### Exercise requirements
Check each line of the entries below for the word "lantern", and copy the lines that have it.

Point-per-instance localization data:
+---+

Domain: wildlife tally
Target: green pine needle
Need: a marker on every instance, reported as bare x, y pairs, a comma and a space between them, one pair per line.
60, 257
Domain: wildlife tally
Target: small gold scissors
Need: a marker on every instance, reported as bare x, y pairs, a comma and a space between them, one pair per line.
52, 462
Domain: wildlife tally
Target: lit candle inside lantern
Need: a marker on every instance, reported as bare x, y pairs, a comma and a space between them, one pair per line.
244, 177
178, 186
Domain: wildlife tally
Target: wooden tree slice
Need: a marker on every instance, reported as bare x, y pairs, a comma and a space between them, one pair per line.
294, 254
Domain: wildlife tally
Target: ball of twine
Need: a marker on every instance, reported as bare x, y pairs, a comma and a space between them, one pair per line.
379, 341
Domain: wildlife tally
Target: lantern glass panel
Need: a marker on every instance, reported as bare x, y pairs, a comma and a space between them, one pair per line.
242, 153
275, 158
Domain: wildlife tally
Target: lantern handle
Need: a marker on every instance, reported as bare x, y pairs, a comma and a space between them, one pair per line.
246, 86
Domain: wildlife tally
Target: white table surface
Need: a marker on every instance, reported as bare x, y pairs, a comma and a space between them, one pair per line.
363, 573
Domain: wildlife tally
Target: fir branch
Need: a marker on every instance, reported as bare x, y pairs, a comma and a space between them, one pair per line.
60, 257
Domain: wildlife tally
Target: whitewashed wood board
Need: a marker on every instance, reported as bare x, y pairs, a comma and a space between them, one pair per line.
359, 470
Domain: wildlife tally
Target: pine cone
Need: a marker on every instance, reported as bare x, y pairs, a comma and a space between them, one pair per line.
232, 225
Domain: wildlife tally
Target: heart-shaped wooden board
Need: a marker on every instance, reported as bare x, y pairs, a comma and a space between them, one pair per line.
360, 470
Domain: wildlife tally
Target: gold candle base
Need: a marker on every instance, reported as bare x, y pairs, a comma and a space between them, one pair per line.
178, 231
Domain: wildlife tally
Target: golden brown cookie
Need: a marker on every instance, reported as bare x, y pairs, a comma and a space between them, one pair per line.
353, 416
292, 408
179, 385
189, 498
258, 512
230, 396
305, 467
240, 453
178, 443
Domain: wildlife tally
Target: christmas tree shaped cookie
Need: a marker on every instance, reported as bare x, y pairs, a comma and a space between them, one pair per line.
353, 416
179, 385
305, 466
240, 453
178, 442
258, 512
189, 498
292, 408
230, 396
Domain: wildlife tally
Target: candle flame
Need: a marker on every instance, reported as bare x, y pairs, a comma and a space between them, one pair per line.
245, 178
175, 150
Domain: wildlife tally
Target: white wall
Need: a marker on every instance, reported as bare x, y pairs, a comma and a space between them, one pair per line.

+---+

### Output for this task
Target: lit candle inside lantern
Target: lantern glass panel
Target: lantern handle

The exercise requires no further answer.